**Instruction**
Render every line of the items below as a JSON list of strings, one string per line, leaving out blank lines.

**Data excerpts**
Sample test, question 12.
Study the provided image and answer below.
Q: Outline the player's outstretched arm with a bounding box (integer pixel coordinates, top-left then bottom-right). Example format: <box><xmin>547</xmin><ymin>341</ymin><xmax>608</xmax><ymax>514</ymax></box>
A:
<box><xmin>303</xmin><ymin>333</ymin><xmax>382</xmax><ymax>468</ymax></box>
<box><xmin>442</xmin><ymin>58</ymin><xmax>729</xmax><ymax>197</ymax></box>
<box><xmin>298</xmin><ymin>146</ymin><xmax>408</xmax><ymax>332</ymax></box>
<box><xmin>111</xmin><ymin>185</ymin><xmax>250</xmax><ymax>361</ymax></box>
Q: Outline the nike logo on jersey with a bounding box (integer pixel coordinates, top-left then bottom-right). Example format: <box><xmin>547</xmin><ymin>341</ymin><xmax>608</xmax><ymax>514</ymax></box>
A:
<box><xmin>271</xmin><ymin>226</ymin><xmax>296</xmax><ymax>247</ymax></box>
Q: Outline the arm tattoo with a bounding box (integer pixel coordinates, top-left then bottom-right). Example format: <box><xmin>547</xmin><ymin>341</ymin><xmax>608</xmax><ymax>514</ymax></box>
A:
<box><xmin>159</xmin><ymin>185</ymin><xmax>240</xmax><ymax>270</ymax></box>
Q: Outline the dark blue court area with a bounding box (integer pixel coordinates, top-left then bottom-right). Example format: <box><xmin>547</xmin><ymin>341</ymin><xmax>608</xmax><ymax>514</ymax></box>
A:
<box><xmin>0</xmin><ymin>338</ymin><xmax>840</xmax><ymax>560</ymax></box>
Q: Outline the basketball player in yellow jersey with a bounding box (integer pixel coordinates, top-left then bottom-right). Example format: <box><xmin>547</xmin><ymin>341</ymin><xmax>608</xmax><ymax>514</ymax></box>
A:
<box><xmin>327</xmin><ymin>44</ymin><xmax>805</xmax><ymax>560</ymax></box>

**Final answer**
[
  "Sample test, question 12.",
  "Study the provided image and answer below.",
  "Q: Outline the player's outstretched arm with a bounding box (integer pixel coordinates, top-left then bottom-right). Example format: <box><xmin>547</xmin><ymin>341</ymin><xmax>608</xmax><ymax>514</ymax></box>",
  "A:",
  "<box><xmin>303</xmin><ymin>333</ymin><xmax>382</xmax><ymax>468</ymax></box>",
  "<box><xmin>442</xmin><ymin>58</ymin><xmax>729</xmax><ymax>197</ymax></box>",
  "<box><xmin>298</xmin><ymin>146</ymin><xmax>408</xmax><ymax>332</ymax></box>",
  "<box><xmin>111</xmin><ymin>185</ymin><xmax>250</xmax><ymax>361</ymax></box>",
  "Q: Outline the nike logo on jersey with a bounding box (integer pixel coordinates, top-left then bottom-right). Example format: <box><xmin>547</xmin><ymin>341</ymin><xmax>608</xmax><ymax>514</ymax></box>",
  "A:",
  "<box><xmin>271</xmin><ymin>226</ymin><xmax>296</xmax><ymax>247</ymax></box>",
  "Q: Outline the arm tattoo with a bounding box (integer pixel coordinates, top-left then bottom-right). Example format: <box><xmin>547</xmin><ymin>341</ymin><xmax>608</xmax><ymax>514</ymax></box>",
  "A:",
  "<box><xmin>159</xmin><ymin>185</ymin><xmax>240</xmax><ymax>270</ymax></box>",
  "Q: Outline the dark blue court area with a bounding box (integer pixel coordinates, top-left then bottom-right). Example format: <box><xmin>547</xmin><ymin>341</ymin><xmax>608</xmax><ymax>514</ymax></box>",
  "A:",
  "<box><xmin>0</xmin><ymin>338</ymin><xmax>840</xmax><ymax>560</ymax></box>",
  "Q: Outline the basketball player in yellow jersey with a bounding box (integer pixel coordinates, top-left then bottom-right). Example format: <box><xmin>547</xmin><ymin>341</ymin><xmax>608</xmax><ymax>514</ymax></box>",
  "A:",
  "<box><xmin>327</xmin><ymin>44</ymin><xmax>805</xmax><ymax>560</ymax></box>"
]